-- Your objective --
Repeat each line of the material below exactly.

#### Supplied records ####

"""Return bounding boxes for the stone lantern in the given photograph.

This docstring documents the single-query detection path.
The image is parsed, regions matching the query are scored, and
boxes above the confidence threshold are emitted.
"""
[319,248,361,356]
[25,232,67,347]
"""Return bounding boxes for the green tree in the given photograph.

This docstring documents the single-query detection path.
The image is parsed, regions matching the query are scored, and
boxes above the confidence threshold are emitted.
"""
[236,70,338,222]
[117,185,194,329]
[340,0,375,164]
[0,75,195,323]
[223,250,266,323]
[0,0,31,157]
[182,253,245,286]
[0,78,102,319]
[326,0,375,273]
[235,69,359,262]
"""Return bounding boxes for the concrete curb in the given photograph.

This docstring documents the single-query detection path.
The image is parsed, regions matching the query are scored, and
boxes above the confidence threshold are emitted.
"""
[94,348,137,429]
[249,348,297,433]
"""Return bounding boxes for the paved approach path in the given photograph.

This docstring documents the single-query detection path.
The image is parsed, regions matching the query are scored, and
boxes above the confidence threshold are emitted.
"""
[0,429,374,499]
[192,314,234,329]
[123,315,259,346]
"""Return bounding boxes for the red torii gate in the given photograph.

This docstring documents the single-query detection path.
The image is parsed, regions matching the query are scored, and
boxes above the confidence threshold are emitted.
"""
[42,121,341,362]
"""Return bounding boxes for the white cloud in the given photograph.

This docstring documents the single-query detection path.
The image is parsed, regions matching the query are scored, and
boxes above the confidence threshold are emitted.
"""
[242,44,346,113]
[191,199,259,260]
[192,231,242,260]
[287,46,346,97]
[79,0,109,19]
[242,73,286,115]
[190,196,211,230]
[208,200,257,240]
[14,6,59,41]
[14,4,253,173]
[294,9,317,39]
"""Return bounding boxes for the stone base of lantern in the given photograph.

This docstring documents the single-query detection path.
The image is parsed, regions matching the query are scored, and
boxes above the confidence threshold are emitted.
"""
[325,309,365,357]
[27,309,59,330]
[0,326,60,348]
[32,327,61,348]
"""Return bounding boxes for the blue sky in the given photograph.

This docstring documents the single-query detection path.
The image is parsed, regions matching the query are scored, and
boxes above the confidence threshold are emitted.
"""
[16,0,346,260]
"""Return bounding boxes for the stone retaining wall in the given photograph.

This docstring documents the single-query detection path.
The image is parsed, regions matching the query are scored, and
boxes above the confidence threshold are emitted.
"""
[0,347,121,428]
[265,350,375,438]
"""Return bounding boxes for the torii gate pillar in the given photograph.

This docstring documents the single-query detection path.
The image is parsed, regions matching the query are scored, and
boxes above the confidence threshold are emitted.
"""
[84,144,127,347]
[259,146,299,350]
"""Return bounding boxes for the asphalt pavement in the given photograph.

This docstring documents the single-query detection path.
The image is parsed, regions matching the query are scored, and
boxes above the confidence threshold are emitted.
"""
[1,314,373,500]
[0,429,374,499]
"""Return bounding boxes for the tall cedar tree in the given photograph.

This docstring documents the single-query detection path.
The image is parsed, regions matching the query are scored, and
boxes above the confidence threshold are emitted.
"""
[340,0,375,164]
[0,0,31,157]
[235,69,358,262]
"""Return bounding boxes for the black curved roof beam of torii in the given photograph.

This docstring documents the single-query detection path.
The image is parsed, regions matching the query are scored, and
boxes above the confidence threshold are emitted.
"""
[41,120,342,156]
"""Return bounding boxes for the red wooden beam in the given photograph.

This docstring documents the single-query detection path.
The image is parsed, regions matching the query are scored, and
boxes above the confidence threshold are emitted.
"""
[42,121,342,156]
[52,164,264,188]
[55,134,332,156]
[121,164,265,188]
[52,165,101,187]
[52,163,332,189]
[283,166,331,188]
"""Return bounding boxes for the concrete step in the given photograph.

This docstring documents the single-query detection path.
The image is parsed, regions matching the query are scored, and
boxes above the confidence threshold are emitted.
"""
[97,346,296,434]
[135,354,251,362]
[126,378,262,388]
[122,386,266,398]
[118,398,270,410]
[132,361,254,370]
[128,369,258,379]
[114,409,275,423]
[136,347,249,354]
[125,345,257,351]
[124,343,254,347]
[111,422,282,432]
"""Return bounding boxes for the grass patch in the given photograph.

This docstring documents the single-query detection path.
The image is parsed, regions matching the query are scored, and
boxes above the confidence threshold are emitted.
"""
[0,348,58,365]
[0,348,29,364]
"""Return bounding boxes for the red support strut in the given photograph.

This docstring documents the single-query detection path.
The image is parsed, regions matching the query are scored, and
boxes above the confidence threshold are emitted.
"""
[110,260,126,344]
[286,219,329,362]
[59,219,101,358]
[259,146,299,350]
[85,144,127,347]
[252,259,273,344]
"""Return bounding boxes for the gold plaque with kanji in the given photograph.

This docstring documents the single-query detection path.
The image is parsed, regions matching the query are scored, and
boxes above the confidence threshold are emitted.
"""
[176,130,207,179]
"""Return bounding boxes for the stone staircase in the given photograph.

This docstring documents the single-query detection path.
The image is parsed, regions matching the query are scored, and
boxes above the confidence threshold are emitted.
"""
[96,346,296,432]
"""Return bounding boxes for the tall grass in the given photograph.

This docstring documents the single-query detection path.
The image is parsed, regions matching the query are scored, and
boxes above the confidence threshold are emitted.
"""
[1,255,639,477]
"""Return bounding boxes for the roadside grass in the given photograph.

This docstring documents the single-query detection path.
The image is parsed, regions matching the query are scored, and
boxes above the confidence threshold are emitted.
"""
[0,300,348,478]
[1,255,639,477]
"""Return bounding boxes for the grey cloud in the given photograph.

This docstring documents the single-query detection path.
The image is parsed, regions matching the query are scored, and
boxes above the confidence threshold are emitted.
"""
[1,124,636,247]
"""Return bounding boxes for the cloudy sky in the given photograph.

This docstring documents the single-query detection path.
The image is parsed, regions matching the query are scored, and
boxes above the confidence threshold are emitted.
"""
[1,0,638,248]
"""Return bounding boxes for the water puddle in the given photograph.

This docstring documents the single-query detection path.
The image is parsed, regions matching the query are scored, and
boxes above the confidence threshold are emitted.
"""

####

-- Task output --
"""Return bounding boxes for the stone lantern in the given photograph.

This docstring documents the single-query detection path.
The image is parsed, regions matching the query are scored, and
boxes above the confidence threshold are emitted.
"""
[319,248,361,356]
[25,232,67,347]
"""Return bounding boxes for the green tree in the given photograph.

This docstring documents the single-query detection path.
The image is parsed, regions matching the query are scored, and
boxes above the confidence threshold are emitted.
"""
[236,70,338,222]
[117,185,194,329]
[340,0,375,164]
[0,75,195,323]
[223,250,266,323]
[0,0,31,157]
[182,253,245,286]
[0,78,102,319]
[326,0,375,273]
[235,69,359,262]
"""Return bounding boxes for the concrete curb in the given photograph.

This docstring documents the single-query detection path.
The image is parsed, regions matching the query are scored, and
boxes above the confidence threshold are emitted.
"""
[94,348,137,429]
[249,348,297,433]
"""Return bounding boxes for the paved approach path in the given photograph.

This docstring documents the single-query detection path.
The image is parsed, regions matching the query are scored, and
boxes above the confidence threshold are emitted.
"""
[0,429,374,499]
[192,314,234,329]
[123,315,259,346]
"""Return bounding boxes for the red torii gate in the given photograph.

This docstring documents the single-query detection path.
The image is parsed, regions matching the query are scored, and
boxes above the confidence threshold are emitted.
"""
[42,121,341,362]
"""Return bounding boxes for the white cloud in the given photograph.

This docstring documents the single-query detection path.
The image is parsed, regions matching the query are scored, and
boxes above the confidence threshold are emitted.
"""
[242,44,346,113]
[191,199,259,260]
[192,231,242,260]
[287,46,346,97]
[79,0,109,19]
[242,73,286,115]
[190,196,211,230]
[208,200,257,240]
[14,6,59,41]
[14,4,253,173]
[294,9,317,39]
"""Return bounding boxes for the stone base of lantern in the given photograph.

This docstring documents the single-query detection path.
The image is parsed, regions matching the query are scored, and
boxes above the confidence threshold are emitted.
"""
[325,309,365,357]
[27,309,59,330]
[0,326,60,348]
[32,327,61,348]
"""Return bounding boxes for the blue sky in the given photograph.

This docstring documents the single-query detection path.
The image is parsed, regions matching the query are scored, and
boxes above the confidence threshold are emitted.
"""
[16,0,346,260]
"""Return bounding boxes for the stone retaining wall in the given photograph.

This docstring documents the single-query detection path.
The image is parsed, regions matching the query are scored, and
boxes above the confidence threshold are emitted.
"""
[0,347,121,428]
[265,350,375,438]
"""Return bounding boxes for the torii gate pillar in the given photograph.

This docstring documents the single-query detection path.
The image is parsed, regions matching the query are scored, and
boxes above the confidence threshold are emitted.
"""
[84,144,127,347]
[259,146,299,350]
"""Return bounding boxes for the asphalt pavement in the given photograph.

This docstring documents the single-query detection path.
The image is parsed, regions matching the query are scored, and
boxes above the confidence threshold are emitted.
"""
[1,314,373,500]
[0,429,374,499]
"""Return bounding boxes for the tall cedar tree in the given photograph.

This docstring documents the single-query detection path.
The image is parsed, regions matching the query are scored, and
boxes above the confidence threshold are emitted.
"""
[340,0,375,164]
[0,0,31,157]
[235,69,358,262]
"""Return bounding boxes for the black curved roof beam of torii in the given photograph.

This docstring documents the single-query detection path.
The image is parsed, regions matching the query are scored, and
boxes above the confidence threshold are emitted.
"""
[41,120,342,156]
"""Return bounding boxes for the red wooden beam in the given photograph.

This docstring documents the single-query detection path.
The image is parsed, regions matching the query are scored, and
boxes above the confidence threshold are emitted.
"""
[42,121,342,156]
[52,164,264,188]
[55,134,332,156]
[121,164,265,188]
[52,165,101,187]
[52,163,332,189]
[283,166,331,188]
"""Return bounding boxes for the concrete step in the given photograph.

This docstring documents the single-query detection path.
The image is parsed, regions matching the query are scored, and
boxes above the confidence threshold are emitted.
"""
[97,346,296,434]
[135,354,251,362]
[126,378,262,388]
[122,386,266,398]
[118,398,270,410]
[132,361,254,370]
[128,369,258,379]
[114,409,275,423]
[136,347,249,354]
[125,345,257,351]
[124,343,254,347]
[111,422,282,432]
"""Return bounding boxes for the grass patch in the given photograph.

This docstring documents the single-query detection path.
The image is parsed, regions matching the query are scored, and
boxes above the confidence threshold are emitted.
"""
[0,348,58,365]
[0,348,29,364]
"""Return bounding boxes for the red support strut in the given photograph.

This docstring documents the single-query detection path.
The image is parsed, regions matching the query are scored, and
boxes above the confidence threshold are emitted.
"""
[110,260,126,344]
[286,219,329,362]
[59,219,101,358]
[259,146,299,350]
[85,144,127,347]
[252,259,273,344]
"""Return bounding boxes for the gold plaque with kanji in the given photograph.

This docstring documents the single-query detection path.
The image is parsed, regions matching the query are scored, and
boxes above the confidence threshold are emitted.
"""
[176,130,207,179]
"""Return bounding boxes for the stone staircase in the given photograph.

This docstring documents the single-query detection path.
The image is parsed, regions matching the query are scored, and
boxes above the confidence threshold are emitted.
"""
[96,346,296,432]
"""Return bounding boxes for the tall grass in the given photograph.

This docstring documents the single-query detection path.
The image is parsed, regions matching the query are scored, and
boxes above the confidence threshold are emitted.
"""
[1,255,639,477]
"""Return bounding boxes for the roadside grass in the given photograph.

This docstring documents the single-query detection path.
The image is parsed, regions matching the query are scored, and
boxes above the confidence threshold are emitted.
"""
[0,300,348,478]
[1,255,639,477]
"""Return bounding boxes for the grey cloud in the given photograph.

This docstring documents the single-query detection path.
The image is parsed, regions matching the query are scored, and
boxes above the confidence threshold are emitted.
"""
[1,124,636,247]
"""Return bounding boxes for the cloudy sky in the given photograph.

This docstring documents the single-query detection path.
The image is parsed, regions matching the query are scored, and
boxes above the confidence threshold are emitted.
"""
[1,0,638,248]
"""Return bounding boxes for the water puddle in the given photograph.

This docstring documents the single-query detection path.
The image is parsed, regions matching the query are scored, and
boxes above the confidence threshold are emitted.
"""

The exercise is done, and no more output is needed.